*Excerpt to read*:

Our copies are unsigned but include a special new photo of Martin and a recipe he has sent for making pate without Foie Gras
When a musician’s new song hits a political nerve, he finds himself in the crosshairs of Spanish nationalists’ ire, and it’s up to Bruno to track down the extremists who seem ready to take deadly measures, in another delightful installment of the internationally acclaimed series featuring Bruno, Chief of Police.
Les Troubadours, a folk music group that Bruno has long supported, go viral with their new number, “Song for Catalonia,” when the Spanish government suddenly bans the song. The songwriter, Joel Martin, is a local enthusiast for the old Occitan language of Périgord and the medieval troubadours, and he sympathizes with the Catalan bid for independence. The success of his song provokes outrage among extreme Spanish nationalists. Then, in a stolen car found on a Périgord back road, police discover a distinctive bullet for a state-of-the-art sniper's rifle that can kill at three kilometers, and they fear that Joel might be the intended target.

*Material supplied*:
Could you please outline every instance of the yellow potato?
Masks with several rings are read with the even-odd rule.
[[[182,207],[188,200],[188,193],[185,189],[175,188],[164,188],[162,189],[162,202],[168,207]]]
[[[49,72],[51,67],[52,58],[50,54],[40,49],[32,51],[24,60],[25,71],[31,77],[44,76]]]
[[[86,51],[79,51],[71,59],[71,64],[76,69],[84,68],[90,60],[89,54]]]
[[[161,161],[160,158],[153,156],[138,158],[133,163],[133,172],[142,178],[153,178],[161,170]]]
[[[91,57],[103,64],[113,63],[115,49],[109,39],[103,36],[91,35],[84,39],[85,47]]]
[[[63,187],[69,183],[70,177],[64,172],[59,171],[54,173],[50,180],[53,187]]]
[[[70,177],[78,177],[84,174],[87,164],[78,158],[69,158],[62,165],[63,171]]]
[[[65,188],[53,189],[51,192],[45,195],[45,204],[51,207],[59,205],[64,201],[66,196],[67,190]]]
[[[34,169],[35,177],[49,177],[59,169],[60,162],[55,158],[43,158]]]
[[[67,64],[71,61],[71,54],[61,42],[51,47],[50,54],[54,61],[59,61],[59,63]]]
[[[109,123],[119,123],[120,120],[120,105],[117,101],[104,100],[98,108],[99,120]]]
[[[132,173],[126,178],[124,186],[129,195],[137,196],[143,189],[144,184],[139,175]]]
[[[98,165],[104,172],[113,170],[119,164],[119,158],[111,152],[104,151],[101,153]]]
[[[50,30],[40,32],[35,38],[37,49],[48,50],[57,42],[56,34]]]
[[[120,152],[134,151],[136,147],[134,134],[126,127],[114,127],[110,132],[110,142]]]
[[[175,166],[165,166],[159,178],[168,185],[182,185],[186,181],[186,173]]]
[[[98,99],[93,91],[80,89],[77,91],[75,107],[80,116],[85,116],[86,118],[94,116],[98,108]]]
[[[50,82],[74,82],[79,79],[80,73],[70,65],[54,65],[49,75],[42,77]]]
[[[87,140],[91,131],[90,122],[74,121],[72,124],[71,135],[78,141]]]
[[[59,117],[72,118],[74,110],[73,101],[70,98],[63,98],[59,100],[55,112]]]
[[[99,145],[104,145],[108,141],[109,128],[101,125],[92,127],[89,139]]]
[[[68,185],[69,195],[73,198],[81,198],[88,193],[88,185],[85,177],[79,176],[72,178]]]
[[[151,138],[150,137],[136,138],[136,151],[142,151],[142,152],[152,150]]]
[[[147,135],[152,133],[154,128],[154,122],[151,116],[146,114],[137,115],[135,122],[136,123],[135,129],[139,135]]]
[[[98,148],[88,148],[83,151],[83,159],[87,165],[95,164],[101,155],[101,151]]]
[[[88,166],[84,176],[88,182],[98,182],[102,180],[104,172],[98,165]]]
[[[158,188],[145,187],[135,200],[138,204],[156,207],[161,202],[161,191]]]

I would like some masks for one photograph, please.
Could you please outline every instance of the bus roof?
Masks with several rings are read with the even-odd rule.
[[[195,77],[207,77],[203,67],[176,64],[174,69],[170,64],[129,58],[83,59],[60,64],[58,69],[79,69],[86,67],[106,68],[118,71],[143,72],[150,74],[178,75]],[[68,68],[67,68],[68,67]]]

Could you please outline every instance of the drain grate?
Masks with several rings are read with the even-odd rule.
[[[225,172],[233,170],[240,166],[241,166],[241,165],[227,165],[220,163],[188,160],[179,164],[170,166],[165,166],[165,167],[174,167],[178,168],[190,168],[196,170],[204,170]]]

*Tasks to carry out*:
1. Could you copy the stretch of the Bruno novel description from "Les Troubadours, a" through "the intended target."?
2. Can you write the next part of the Bruno novel description, picking up right after its last sentence?

*Responses*:
1.
Les Troubadours, a folk music group that Bruno has long supported, go viral with their new number, “Song for Catalonia,” when the Spanish government suddenly bans the song. The songwriter, Joel Martin, is a local enthusiast for the old Occitan language of Périgord and the medieval troubadours, and he sympathizes with the Catalan bid for independence. The success of his song provokes outrage among extreme Spanish nationalists. Then, in a stolen car found on a Périgord back road, police discover a distinctive bullet for a state-of-the-art sniper's rifle that can kill at three kilometers, and they fear that Joel might be the intended target.

2.
The French and Spanish governments agree to mount a joint operation to stop the assailants, and Bruno is the local man on the spot who mobilizes his resources to track them down. While Bruno tries to keep the peace, his friend Florence reaches out for help. Her abusive ex-husband is about to be paroled from prison and she fears he will return to reclaim their children. Will Bruno and Florence be able to prevent this unwanted visit? Despite the pressures, there is always time for Bruno to savor les plaisirs of the Dordogne around the table with friends.
MARTIN WALKER, after a long career of working in international journalism and for think tanks, now gardens, cooks, explores vineyards, writes, travels, and has never been more busy. He divides his time between Washington, D.C., and the Dordogne.